> **Short problem**: Update the listing below so that every "cow's" becomes "animal's", and keep everything else the same. Leave the pictures out of your answer.

# Record extracts start

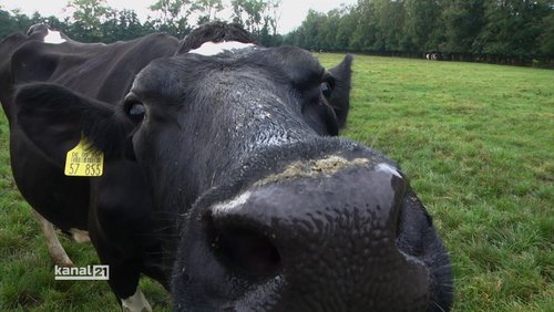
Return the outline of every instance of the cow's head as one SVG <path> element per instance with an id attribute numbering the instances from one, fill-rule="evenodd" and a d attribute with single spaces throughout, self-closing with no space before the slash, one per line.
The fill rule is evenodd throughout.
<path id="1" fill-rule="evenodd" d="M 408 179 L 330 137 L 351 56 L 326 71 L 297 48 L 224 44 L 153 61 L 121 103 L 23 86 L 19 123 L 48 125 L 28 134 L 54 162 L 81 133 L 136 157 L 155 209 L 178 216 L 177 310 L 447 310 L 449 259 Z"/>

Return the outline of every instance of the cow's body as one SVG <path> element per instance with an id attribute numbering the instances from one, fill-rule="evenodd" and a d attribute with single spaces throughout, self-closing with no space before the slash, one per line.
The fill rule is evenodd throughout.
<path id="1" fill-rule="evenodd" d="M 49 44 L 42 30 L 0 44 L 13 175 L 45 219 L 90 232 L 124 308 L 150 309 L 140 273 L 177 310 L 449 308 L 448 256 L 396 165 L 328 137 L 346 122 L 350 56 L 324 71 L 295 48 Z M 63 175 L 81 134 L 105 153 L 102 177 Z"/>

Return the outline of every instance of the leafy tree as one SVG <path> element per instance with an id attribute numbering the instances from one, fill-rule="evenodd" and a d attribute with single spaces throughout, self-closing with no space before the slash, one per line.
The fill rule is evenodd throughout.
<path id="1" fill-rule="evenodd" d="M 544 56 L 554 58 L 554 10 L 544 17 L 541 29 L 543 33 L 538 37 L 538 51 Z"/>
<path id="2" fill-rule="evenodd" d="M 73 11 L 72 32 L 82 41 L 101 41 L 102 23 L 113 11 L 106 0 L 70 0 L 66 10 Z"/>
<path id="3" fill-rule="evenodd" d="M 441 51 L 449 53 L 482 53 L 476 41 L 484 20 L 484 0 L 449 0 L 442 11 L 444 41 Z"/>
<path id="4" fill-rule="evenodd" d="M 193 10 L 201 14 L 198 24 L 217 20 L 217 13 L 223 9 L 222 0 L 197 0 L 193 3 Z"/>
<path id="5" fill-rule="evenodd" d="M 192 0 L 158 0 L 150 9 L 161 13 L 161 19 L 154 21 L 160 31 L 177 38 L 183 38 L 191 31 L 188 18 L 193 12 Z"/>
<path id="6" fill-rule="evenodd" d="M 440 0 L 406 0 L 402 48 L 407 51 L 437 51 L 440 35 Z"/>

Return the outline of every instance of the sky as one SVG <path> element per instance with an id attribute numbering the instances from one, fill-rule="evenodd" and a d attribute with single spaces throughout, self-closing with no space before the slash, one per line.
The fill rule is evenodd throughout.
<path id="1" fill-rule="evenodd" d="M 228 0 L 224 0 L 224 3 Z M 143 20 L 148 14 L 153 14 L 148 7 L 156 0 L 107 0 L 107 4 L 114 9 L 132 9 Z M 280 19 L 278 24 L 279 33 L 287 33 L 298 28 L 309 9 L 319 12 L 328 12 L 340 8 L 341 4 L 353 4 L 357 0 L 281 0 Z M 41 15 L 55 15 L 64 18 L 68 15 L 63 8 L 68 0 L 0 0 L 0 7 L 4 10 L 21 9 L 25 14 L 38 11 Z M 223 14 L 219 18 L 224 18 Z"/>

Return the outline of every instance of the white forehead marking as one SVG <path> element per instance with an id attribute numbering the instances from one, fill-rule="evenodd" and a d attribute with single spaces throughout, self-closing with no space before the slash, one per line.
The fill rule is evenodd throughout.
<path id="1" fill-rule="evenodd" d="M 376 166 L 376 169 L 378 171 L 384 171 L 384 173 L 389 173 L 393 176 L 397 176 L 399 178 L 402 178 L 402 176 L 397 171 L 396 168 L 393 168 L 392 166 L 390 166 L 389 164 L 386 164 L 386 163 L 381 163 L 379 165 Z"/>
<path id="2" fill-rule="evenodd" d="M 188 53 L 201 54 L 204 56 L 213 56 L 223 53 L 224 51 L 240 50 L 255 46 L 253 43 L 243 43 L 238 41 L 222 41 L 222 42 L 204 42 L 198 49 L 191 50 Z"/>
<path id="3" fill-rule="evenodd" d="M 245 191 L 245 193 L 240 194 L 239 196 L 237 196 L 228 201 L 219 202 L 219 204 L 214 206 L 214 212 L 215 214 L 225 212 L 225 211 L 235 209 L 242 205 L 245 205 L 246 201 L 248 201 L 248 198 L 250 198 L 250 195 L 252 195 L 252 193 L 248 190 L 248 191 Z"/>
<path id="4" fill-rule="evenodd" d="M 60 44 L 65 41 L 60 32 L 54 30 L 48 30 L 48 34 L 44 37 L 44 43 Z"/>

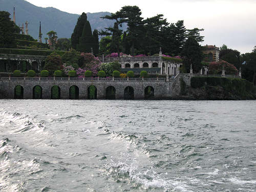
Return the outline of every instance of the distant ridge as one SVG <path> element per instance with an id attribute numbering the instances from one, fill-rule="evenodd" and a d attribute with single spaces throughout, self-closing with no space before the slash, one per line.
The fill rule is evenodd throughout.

# Record extracts end

> **Problem solution**:
Return the outline of every instance of the animal's head as one SVG <path> element per instance with an id attribute numbering the instances from one, fill-rule="evenodd" and a d attribute with single spaces throughout, self-closing with no space before the slash, one per line.
The fill rule is evenodd throughout.
<path id="1" fill-rule="evenodd" d="M 408 179 L 330 137 L 351 56 L 326 71 L 297 48 L 224 44 L 153 61 L 121 103 L 23 86 L 19 123 L 48 125 L 28 134 L 54 162 L 81 133 L 136 157 L 155 209 L 178 216 L 177 310 L 447 310 L 449 259 Z"/>

Return the outline of every instance of the animal's body as one SVG <path> element per instance with an id attribute numbering the instances from one, fill-rule="evenodd" and a d attribute with single spaces throughout, self-closing with no space before the slash, one per line.
The fill rule is evenodd throughout.
<path id="1" fill-rule="evenodd" d="M 49 44 L 42 30 L 0 44 L 13 175 L 45 219 L 90 232 L 124 308 L 150 309 L 140 273 L 177 310 L 449 308 L 448 256 L 396 165 L 328 137 L 346 122 L 350 56 L 324 71 L 295 48 Z M 63 175 L 81 134 L 105 153 L 102 177 Z"/>

Return the outline of every instance of the leafy tree as one SVG <path> element per instance with an id attribute numbering the instances from one, fill-rule="evenodd" and a d attribute with single spaces throughout, self-closing with no space before the slash, one per line.
The fill rule is evenodd throughout.
<path id="1" fill-rule="evenodd" d="M 544 56 L 554 58 L 554 10 L 544 17 L 541 29 L 543 33 L 538 37 L 538 51 Z"/>
<path id="2" fill-rule="evenodd" d="M 73 11 L 72 32 L 82 41 L 101 41 L 102 23 L 113 11 L 106 0 L 70 0 L 66 10 Z"/>
<path id="3" fill-rule="evenodd" d="M 441 51 L 449 53 L 482 53 L 476 41 L 484 20 L 484 0 L 449 0 L 442 11 L 444 41 Z"/>
<path id="4" fill-rule="evenodd" d="M 193 10 L 201 14 L 198 24 L 217 20 L 217 13 L 223 9 L 222 0 L 197 0 L 193 3 Z"/>
<path id="5" fill-rule="evenodd" d="M 192 0 L 158 0 L 150 9 L 161 13 L 161 19 L 154 21 L 160 31 L 177 38 L 183 38 L 191 31 L 188 18 L 193 12 Z"/>
<path id="6" fill-rule="evenodd" d="M 440 0 L 406 0 L 402 48 L 407 51 L 437 51 L 440 35 Z"/>

Return the outline of every instance of the sky as one SVG <path> element per instance with an id attribute numbering the instances from one, fill-rule="evenodd" and a d attribute with single spaces throughout, self-closing with no space before the slash, one per line.
The fill rule is evenodd throughout.
<path id="1" fill-rule="evenodd" d="M 228 0 L 224 0 L 224 3 Z M 143 20 L 148 14 L 153 14 L 148 7 L 156 0 L 107 0 L 107 4 L 114 9 L 132 9 Z M 280 19 L 278 24 L 279 33 L 287 33 L 298 28 L 309 9 L 319 12 L 328 12 L 340 8 L 341 4 L 353 4 L 357 0 L 281 0 Z M 41 15 L 55 15 L 64 18 L 68 15 L 63 8 L 68 0 L 0 0 L 0 7 L 4 10 L 21 9 L 25 14 L 38 11 Z M 223 14 L 219 18 L 224 18 Z"/>

Return the outline of every instance of the white forehead marking as one SVG <path> element per instance with an id attribute numbering the instances from one, fill-rule="evenodd" and a d attribute with single spaces throughout, self-closing with no space before the slash, one per line.
The fill rule is evenodd throughout.
<path id="1" fill-rule="evenodd" d="M 376 166 L 376 169 L 378 171 L 384 171 L 384 173 L 389 173 L 393 176 L 397 176 L 399 178 L 402 178 L 402 176 L 397 171 L 396 168 L 393 168 L 392 166 L 390 166 L 389 164 L 386 164 L 386 163 L 381 163 L 379 165 Z"/>
<path id="2" fill-rule="evenodd" d="M 188 53 L 201 54 L 204 56 L 213 56 L 223 53 L 224 51 L 240 50 L 255 46 L 253 43 L 243 43 L 238 41 L 222 41 L 222 42 L 204 42 L 198 49 L 191 50 Z"/>
<path id="3" fill-rule="evenodd" d="M 245 191 L 245 193 L 240 194 L 239 196 L 237 196 L 228 201 L 219 202 L 219 204 L 214 206 L 214 212 L 215 214 L 225 212 L 225 211 L 235 209 L 242 205 L 245 205 L 246 201 L 248 201 L 248 198 L 250 198 L 250 195 L 252 195 L 252 193 L 248 190 L 248 191 Z"/>
<path id="4" fill-rule="evenodd" d="M 60 44 L 65 41 L 60 32 L 54 30 L 48 30 L 48 34 L 44 37 L 44 43 Z"/>

Return the outline of every instance of the distant ridge as one SVG <path> element per instance with an id attribute numbering the instances from one, fill-rule="evenodd" and a d attribute with single spaces throughout, self-closing with no space before the slash, one per line.
The fill rule is evenodd throughout.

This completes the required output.